▶ **The task**
Reproduce the material below word for word, keeping every line and its order unchanged.

▶ **Supplied data**

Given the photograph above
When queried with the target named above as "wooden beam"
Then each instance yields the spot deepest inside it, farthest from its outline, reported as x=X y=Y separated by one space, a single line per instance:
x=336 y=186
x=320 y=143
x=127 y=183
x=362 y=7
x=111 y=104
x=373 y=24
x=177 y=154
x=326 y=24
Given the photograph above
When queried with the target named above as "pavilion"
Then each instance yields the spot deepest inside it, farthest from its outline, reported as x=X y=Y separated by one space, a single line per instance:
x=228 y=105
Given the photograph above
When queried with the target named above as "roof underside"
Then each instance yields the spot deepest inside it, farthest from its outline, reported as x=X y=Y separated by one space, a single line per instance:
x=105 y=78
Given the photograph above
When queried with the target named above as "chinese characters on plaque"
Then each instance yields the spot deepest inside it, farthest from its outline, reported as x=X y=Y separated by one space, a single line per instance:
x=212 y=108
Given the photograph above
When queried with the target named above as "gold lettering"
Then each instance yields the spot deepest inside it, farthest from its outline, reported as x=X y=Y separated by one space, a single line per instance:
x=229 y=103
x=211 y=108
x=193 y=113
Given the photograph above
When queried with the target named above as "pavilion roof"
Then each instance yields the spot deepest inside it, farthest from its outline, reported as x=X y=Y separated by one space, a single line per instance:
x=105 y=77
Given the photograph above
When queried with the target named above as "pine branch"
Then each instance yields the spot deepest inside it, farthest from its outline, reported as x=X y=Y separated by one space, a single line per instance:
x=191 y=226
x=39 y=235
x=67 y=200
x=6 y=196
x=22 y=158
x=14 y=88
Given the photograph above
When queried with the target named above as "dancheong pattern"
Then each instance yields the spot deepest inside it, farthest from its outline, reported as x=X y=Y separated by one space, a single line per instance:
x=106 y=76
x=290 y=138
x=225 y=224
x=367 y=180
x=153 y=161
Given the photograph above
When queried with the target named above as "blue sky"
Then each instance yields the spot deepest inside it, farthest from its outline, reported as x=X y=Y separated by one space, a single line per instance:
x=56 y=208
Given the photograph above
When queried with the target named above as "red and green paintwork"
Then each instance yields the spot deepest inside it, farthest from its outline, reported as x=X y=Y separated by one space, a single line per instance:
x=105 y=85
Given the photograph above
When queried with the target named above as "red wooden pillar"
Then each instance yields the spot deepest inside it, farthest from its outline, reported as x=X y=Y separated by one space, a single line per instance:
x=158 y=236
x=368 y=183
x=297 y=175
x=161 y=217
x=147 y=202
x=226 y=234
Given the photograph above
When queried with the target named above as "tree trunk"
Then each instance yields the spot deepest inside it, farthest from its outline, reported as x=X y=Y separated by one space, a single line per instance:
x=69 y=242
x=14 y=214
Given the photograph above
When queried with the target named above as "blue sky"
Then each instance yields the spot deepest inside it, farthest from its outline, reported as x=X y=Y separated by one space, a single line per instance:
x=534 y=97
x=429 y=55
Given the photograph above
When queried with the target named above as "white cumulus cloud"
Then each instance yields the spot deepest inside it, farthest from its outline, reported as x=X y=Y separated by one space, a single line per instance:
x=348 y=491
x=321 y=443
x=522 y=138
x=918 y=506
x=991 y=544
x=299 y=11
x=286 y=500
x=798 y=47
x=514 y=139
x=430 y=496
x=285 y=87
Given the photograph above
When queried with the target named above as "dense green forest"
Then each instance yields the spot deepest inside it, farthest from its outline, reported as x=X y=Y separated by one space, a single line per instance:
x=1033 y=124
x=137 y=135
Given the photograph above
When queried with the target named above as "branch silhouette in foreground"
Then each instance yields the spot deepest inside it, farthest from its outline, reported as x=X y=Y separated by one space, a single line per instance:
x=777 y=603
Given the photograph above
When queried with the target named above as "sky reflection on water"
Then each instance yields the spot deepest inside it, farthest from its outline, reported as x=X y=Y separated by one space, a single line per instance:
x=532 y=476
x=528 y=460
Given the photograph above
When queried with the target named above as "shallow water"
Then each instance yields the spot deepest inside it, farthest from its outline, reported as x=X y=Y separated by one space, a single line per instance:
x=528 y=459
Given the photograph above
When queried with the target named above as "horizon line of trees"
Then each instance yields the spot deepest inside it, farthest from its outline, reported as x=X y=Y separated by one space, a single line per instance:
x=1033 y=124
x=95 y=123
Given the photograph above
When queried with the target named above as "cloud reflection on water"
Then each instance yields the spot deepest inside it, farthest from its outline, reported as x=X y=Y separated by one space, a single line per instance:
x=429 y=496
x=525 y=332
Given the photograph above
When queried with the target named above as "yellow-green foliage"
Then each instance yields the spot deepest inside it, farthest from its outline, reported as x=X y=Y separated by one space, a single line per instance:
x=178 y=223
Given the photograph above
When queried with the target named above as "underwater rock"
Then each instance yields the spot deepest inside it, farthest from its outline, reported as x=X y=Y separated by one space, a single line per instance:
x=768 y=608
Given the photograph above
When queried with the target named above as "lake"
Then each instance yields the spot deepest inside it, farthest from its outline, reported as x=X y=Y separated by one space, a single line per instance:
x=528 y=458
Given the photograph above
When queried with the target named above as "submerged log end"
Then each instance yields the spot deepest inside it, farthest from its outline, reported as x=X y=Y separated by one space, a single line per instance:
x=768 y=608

▶ **The solution**
Given the photograph above
When queried with the target named above as "wooden beam"
Then each instance yields the spot deepest inside it, farthest from its outline, reported as x=X y=Y separated by one space, a single line per instance:
x=336 y=186
x=320 y=143
x=127 y=183
x=362 y=7
x=111 y=104
x=373 y=24
x=177 y=154
x=326 y=24
Given the photograph above
When queried with the target named above as "pavilion"
Then each instance yields the spot deepest inside it, farthest from its outline, reported as x=X y=Y separated by one space, a single line per instance:
x=228 y=105
Given the photograph above
When queried with the target named above as "roof underside"
Then each instance yields the spot deepest inside it, farthest from its outline, reported as x=X y=Y separated by one space, a single line per instance:
x=105 y=78
Given the photograph above
When queried with the target named above as "chinese characters on plaque"
Then each instance yields the spot deepest inside it, farthest from its outline, reported as x=X y=Y separated by one space, a single line per instance:
x=212 y=108
Given the photograph above
When queried with the target named above as "gold lettering"
Then each instance yields the spot deepest inside it, farthest from its outline, reported as x=X y=Y separated by one space, a single line per instance:
x=229 y=103
x=211 y=108
x=193 y=113
Given the photograph above
When queried with the target named above as "pavilion roof"
Then each instance yields the spot deepest inside it, farthest from its outline, reported as x=X y=Y separated by one space, a single line per instance:
x=105 y=77
Given the photograph above
When queried with the target named above as "pine branch"
Then each instance yields the spot deepest inside it, farthest from its outline, reported as x=X y=Y separated by one space, a single line per instance:
x=191 y=226
x=39 y=235
x=67 y=200
x=6 y=196
x=22 y=158
x=14 y=88
Given the photograph above
When queried with the target named above as "dancheong pattern"
Then each instance yields the spot deepest inside it, farthest from its outline, reported as x=X y=Y separated by one space, a single line per instance:
x=106 y=76
x=290 y=138
x=225 y=224
x=367 y=180
x=153 y=161
Given the photograph above
When queried with the target named above as "blue sky"
Then each instance yields the spot deepest inside it, farthest from its outline, reported as x=X y=Y separated by one space, a single line per instance:
x=56 y=208
Given the photograph above
When queried with the target named above as "red and green paintwork"
Then each instance yields the spot deepest inside it, farthest from its outline, reported as x=X y=Y separated by one space, a single line per instance:
x=105 y=85
Given the photograph above
When queried with the target named above as "red wooden pillar"
Then each instance yields the spot deepest inside it, farthest from its outline, reported as x=X y=Y separated by one space, a single line per instance:
x=158 y=236
x=368 y=183
x=297 y=175
x=161 y=217
x=147 y=202
x=226 y=234
Given the photograph above
When queried with the target named above as "tree trunk"
Then each instance yields the spot deepest inside it, farthest from its outline, reported as x=X y=Y separated by one space, a single line per instance:
x=69 y=242
x=14 y=214
Given the photograph above
When queried with the target named above as "blue sky"
Then each instance yields the spot deepest inside it, farthest from its outline, reported as x=X y=Y separated by one space, a single line per instance:
x=534 y=97
x=429 y=55
Given the photograph above
When queried with the target named above as "white cumulus cloud"
Then each instance yields the spot deepest inside it, farthest from its outline, reported as x=X y=Y separated by one space, a single line per instance:
x=348 y=491
x=321 y=443
x=522 y=138
x=918 y=506
x=991 y=544
x=299 y=11
x=286 y=500
x=798 y=47
x=514 y=139
x=430 y=496
x=285 y=87
Given the photograph above
When queried with the target named above as "dense green forest"
Then each instance yields the spot deepest inside it, farthest from its outline, reported as x=X y=Y separated by one space, a single line per instance:
x=1033 y=124
x=137 y=135
Given the photograph above
When queried with the target named above as "branch silhouette in foreground"
Then each instance yields the spot deepest inside it, farthest from its outline, reported as x=X y=Y separated by one space, a single line per instance:
x=777 y=603
Given the photograph above
When queried with the target named above as "sky reflection on water"
Then each instance yields the spot deepest inside it, farthest from its outline, reported as x=X y=Y separated by one space, a single line per instance:
x=532 y=476
x=528 y=460
Given the photograph above
When queried with the target named above as "shallow water"
Then each instance yields the spot deepest inside it, farthest from its outline, reported as x=X y=Y separated by one space, a single line per instance:
x=528 y=459
Given the photograph above
When queried with the target named above as "horizon line of trees"
Then each instance yields the spot deepest inside it, farthest from its outline, reported as x=X y=Y separated by one space, a single line per instance:
x=1033 y=124
x=95 y=123
Given the photograph above
When queried with the target named above as "cloud reflection on water"
Then each instance yields the spot deepest inside it, farthest from its outline, reported as x=X y=Y separated by one space, a single line per instance:
x=429 y=496
x=525 y=332
Given the photograph above
When queried with the target named above as "yellow-green foliage"
Then each instance yields the spot deepest inside it, farthest from its outline, reported as x=X y=Y separated by one space, a single line per instance:
x=178 y=223
Given the photograph above
When queried with the target named above as "underwater rock"
Then each instance yields the spot deepest inside it, farthest from its outline, reported as x=X y=Y separated by one space, a single line per instance:
x=768 y=608
Given the photograph above
When queried with the target named above as "lake"
Then each instance yields the spot deepest inside it, farthest from its outline, reported as x=X y=Y separated by one space, a single line per instance:
x=528 y=458
Given the photograph above
When queried with the target named above as "submerged log end"
Then each instance yields the spot deepest inside it, farthest from its outline, reported as x=X y=Y separated by one space, a single line per instance:
x=768 y=608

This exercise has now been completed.